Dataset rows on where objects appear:
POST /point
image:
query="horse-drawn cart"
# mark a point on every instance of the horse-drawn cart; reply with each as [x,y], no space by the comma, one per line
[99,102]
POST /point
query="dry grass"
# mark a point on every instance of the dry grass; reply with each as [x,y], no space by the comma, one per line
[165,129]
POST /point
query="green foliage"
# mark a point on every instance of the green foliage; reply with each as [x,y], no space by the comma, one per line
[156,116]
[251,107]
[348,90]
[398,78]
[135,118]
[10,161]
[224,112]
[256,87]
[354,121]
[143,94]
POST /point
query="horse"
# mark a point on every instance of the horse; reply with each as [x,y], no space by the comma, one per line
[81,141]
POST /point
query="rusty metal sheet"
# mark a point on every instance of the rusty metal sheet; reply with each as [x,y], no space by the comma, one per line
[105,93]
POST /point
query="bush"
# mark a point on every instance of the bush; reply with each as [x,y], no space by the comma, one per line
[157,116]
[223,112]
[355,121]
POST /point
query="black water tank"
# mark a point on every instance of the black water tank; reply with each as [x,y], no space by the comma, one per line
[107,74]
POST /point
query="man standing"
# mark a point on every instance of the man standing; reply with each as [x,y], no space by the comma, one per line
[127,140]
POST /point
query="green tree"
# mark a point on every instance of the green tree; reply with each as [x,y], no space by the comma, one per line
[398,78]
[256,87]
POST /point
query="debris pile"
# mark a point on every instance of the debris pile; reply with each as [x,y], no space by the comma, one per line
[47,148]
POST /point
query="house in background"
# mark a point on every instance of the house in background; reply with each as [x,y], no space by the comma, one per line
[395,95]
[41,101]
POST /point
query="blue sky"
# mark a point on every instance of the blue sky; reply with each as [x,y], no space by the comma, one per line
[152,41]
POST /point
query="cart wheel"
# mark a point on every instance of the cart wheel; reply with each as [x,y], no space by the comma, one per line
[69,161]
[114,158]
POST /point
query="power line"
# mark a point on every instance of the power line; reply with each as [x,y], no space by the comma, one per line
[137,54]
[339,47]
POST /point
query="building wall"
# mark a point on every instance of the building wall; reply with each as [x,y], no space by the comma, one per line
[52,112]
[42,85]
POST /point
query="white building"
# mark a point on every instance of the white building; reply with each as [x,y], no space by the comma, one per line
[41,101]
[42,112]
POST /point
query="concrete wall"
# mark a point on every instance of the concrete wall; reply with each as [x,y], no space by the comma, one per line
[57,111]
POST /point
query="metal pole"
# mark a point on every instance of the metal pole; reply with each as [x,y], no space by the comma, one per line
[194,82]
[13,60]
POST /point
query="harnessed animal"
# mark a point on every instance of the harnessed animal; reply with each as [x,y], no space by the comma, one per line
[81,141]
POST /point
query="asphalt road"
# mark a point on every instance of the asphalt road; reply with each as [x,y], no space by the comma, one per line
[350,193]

Given instruction: Restate the whole of the material exactly.

Exercise result:
POST /point
image:
query="horse-drawn cart"
# mark a point on every instance of the horse-drawn cart; reply with each as [x,y], no space by the comma, one per line
[99,102]
POST /point
query="dry grass"
# mark a point on every instance of the dry grass; reply with each as [x,y], no space by the comma, one per line
[165,129]
POST /point
query="green foliage"
# mark a point on every instance of the green foliage; reply with each as [x,y], no space by the comma, one per line
[156,116]
[251,107]
[348,90]
[398,78]
[135,118]
[10,161]
[224,112]
[256,87]
[354,121]
[143,94]
POST /point
query="horse"
# mark a point on every instance of the horse; reply with each as [x,y], no space by the comma, one per line
[81,141]
POST /point
query="rusty metal sheet"
# mark a point on every instance of the rusty metal sheet; reply with each as [x,y], no space by the comma, one per line
[105,93]
POST /point
query="bush"
# mark a point on every instance of the bush; reply with each as [x,y], no space by the comma, one per line
[157,116]
[223,112]
[355,121]
POST /point
query="black water tank"
# mark a point on every instance of the black water tank; reply with each as [x,y], no space by the comma, one per line
[107,74]
POST /point
query="man standing"
# mark a point on every instance of the man standing; reply with each as [x,y], no space by the comma, one per line
[127,140]
POST /point
query="green tree"
# mark a point on every instance of the green tree; reply with each as [x,y], no space by the comma, one per line
[398,78]
[256,87]
POST /point
query="debris pile"
# mark a point on every instance of the debris pile; reply with each as [x,y], no space by the comma, one per line
[47,148]
POST /point
query="house in background"
# mark a point on every instance of the house in background; reply with each as [x,y], no space by the comma, one per line
[395,95]
[41,101]
POST /point
query="blue sky"
# mark a point on every instance of the blue sky; reply with each as [x,y], no space by the comma, one per line
[152,41]
POST /point
query="cart wheel"
# mark a point on every instance of the cart wheel; reply with each as [x,y], no space by the comma, one per line
[69,161]
[114,158]
POST /point
query="power line"
# mark a point on every instance of the power line; reply with each as [x,y], no space by the comma, one per line
[137,54]
[339,47]
POST /point
query="building wall"
# mark a point on every instance of the building wall; reply with each as [x,y], no space by the comma, one per line
[52,112]
[42,85]
POST /point
query="white building"
# mark a point on every instance of the white building; reply with each as [x,y], no space by the comma, one per line
[41,101]
[42,112]
POST /point
query="concrete wall"
# mark a point on every instance of the concrete wall; reply with each as [x,y], no space by the comma, one per line
[57,111]
POST /point
query="metal pole"
# mark a point on every instance of the metal pole; reply with each as [x,y], no space by the comma, one per line
[194,82]
[13,60]
POST /point
query="harnessed animal"
# mark a point on every instance of the harnessed animal; reply with each as [x,y], no space by the comma, one per line
[81,141]
POST /point
query="asphalt road"
# mark a point on every instance of the asphalt road; reply with each as [x,y], no space by the comma, one per line
[350,193]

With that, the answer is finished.